> _Page text_
The disequilibrium between supply and demand will create chaos in the lives of our most fragile children and their communities. Closed schools will be concentrated in zip codes where options will be limited, thus forcing students to travel long distances to access other schools. This will mean students will be unable to access schools in their own neighborhoods. The bill will decimate the already fragile state of historic neighborhood schools in urban cores throughout Florida with no real alternative. This will accelerate the depopulation of urban core neighborhoods, lower property values, business disinvestment, unemployment, and crime. To attempt to improve lower performing schools under the weight and stress of the proposed HB 5105 accountability system, scarce resources will be shifted and concentrated in the lowest performing schools, which will divert resources from other fragile schools serving working class families outside of the urban core that will be the next set of schools facing closure but cannot be supported at the level required to avoid declines in performance.
Current Title I Charter Schools do not Outperform Traditional Title I Public Schools
This bill attempts to scale a model that is not outperforming the current model. There is a greater percentage of “D” and “F” Title I charter schools in Jacksonville and across the state than there are for traditional Title I public schools in Jacksonville, even though many in the Legislature commonly point to lower performing schools in the district. In most large urban school districts throughout Florida this is also the case—charter Title I schools do not outperform traditional public school Title I schools. Even “Schools of Hope” such as Jacksonville’s KIPP have faced “D” and “F” school grades. More importantly, KIPP is not outperforming the district’s Title I average for reading and math proficiency.
There is no evidence that scaling charter schools as turnaround options will lead to greater academic success for lower performing students. In fact, we have enough evidence now to conclude that such a strategy will reduce overall performance considering that Title I charter schools have not been more successful than traditional Title I charter schools at scale. Even the few isolated Title I charter schools have not successfully scaled success. Any district with “D” and “F” schools have improved individual and small groups of “D” and “F” schools. The challenge is scaling and sustaining that improvement. Charters face the same challenge and typically fail at higher rates because they lack the pool of talented principals and teachers to replicate success that is isolated to one or two of their schools. The fact is that districts are more likely to scale improvement and provide sustainability than charter schools in urban areas. Hence, investment should be in districts, not charters.
Ignoring Previous Mistakes and Usurping Local Control
As is common for new leaders who are interested in creating a legacy, history is often ignored, dismissed, disrespected, or simply not reviewed. The previous Differentiated Accountability (DA) statute called for four Intervene turnaround models for the lowest performing schools: district managed turnaround, closure, operation through a private management company, or conversion to a charter school. In 2011-12, the Legislature expanded these options with the recommendation of the Florida Department of Education and State Board of Education to include two additional strategies: partnering with an outside educational expert and a hybrid option, which combined two of the other options. This was done because as schools did not reach the exit criterion of a “C” letter grade under the previous DA model, it was clear that the original four options were insufficient.

> _Extracted material_
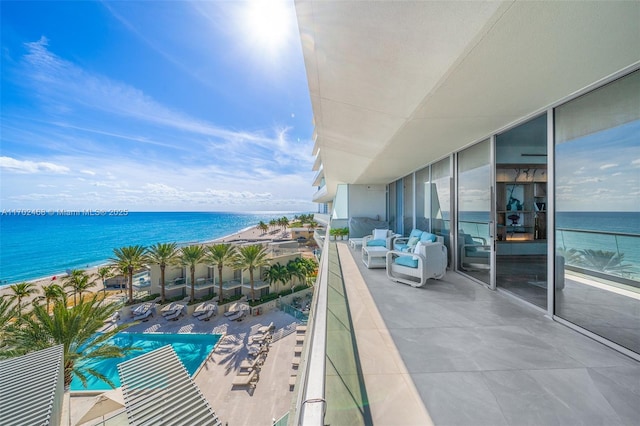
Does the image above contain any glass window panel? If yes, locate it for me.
[416,167,431,231]
[458,140,491,284]
[402,174,413,235]
[555,71,640,353]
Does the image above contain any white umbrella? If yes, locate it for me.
[229,302,250,312]
[78,388,124,424]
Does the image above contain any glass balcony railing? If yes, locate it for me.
[556,228,640,288]
[289,236,371,426]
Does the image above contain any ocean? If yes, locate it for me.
[0,212,308,287]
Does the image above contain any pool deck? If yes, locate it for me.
[70,310,299,426]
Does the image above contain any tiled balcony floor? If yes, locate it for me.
[339,244,640,426]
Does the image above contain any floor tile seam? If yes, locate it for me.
[338,245,430,418]
[409,367,594,375]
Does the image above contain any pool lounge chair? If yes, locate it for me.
[231,370,259,386]
[240,357,262,370]
[160,302,178,317]
[258,321,276,333]
[227,311,244,321]
[133,309,153,321]
[165,304,184,321]
[104,311,120,324]
[131,302,153,317]
[251,333,272,343]
[196,309,216,321]
[249,344,269,358]
[192,302,218,317]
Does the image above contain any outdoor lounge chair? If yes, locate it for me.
[133,309,153,321]
[192,302,218,318]
[387,237,447,287]
[240,357,262,370]
[165,304,185,321]
[104,311,120,324]
[192,301,218,317]
[196,309,216,321]
[160,302,178,316]
[362,229,396,250]
[258,321,276,333]
[251,333,272,343]
[231,370,259,386]
[227,311,244,321]
[131,302,153,317]
[249,344,269,358]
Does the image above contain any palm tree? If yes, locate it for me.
[0,296,16,330]
[178,245,206,303]
[111,245,147,303]
[256,220,269,235]
[264,263,291,293]
[39,284,64,312]
[0,296,16,352]
[9,282,38,317]
[147,243,178,303]
[64,269,96,305]
[236,244,269,300]
[6,294,136,389]
[96,266,114,295]
[205,245,238,305]
[280,216,289,230]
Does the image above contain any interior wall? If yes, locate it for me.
[349,185,387,221]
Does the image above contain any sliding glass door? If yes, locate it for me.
[457,140,493,285]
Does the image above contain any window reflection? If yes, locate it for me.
[555,72,640,352]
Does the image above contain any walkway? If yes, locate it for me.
[339,244,640,426]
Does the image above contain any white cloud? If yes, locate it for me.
[0,157,70,174]
[600,164,618,170]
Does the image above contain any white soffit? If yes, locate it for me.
[296,0,640,195]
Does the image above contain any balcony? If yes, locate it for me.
[290,243,640,425]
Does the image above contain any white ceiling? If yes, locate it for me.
[296,0,640,202]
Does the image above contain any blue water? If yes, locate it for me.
[0,212,310,286]
[71,333,222,391]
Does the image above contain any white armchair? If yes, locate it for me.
[387,237,447,287]
[362,229,396,250]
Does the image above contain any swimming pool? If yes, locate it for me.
[71,332,222,391]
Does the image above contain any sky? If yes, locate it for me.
[0,0,315,212]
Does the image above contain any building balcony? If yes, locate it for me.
[312,185,331,203]
[164,277,187,290]
[289,242,640,426]
[242,280,269,290]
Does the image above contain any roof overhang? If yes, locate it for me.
[296,0,640,199]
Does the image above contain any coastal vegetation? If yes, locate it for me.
[9,282,38,316]
[234,244,269,300]
[63,269,96,305]
[111,245,147,303]
[147,243,179,303]
[178,244,206,303]
[205,243,238,304]
[0,293,137,389]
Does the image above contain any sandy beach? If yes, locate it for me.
[0,226,300,302]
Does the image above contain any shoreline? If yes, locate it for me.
[0,224,290,301]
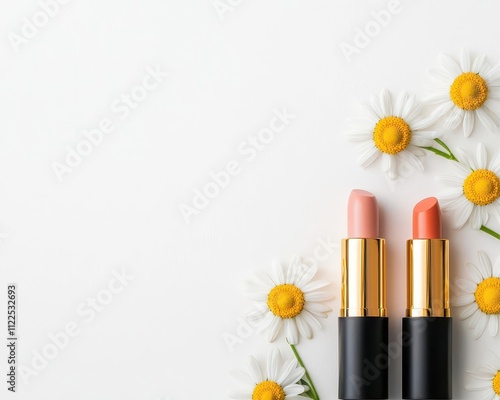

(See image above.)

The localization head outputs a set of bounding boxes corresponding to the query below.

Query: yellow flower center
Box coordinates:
[474,278,500,314]
[464,169,500,206]
[493,371,500,396]
[252,381,285,400]
[450,72,488,110]
[267,283,305,318]
[373,117,411,154]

> _Short exercise 1_
Reproduce the stretch of the HB 5105 passage from "Current Title I" through "and math proficiency.".
> _Short exercise 2_
According to the HB 5105 passage, what letter grade was the exit criterion under the previous Differentiated Accountability model?

> _Full output 1_
Current Title I Charter Schools do not Outperform Traditional Title I Public Schools
This bill attempts to scale a model that is not outperforming the current model. There is a greater percentage of “D” and “F” Title I charter schools in Jacksonville and across the state than there are for traditional Title I public schools in Jacksonville, even though many in the Legislature commonly point to lower performing schools in the district. In most large urban school districts throughout Florida this is also the case—charter Title I schools do not outperform traditional public school Title I schools. Even “Schools of Hope” such as Jacksonville’s KIPP have faced “D” and “F” school grades. More importantly, KIPP is not outperforming the district’s Title I average for reading and math proficiency.

> _Full output 2_
A "C" letter grade.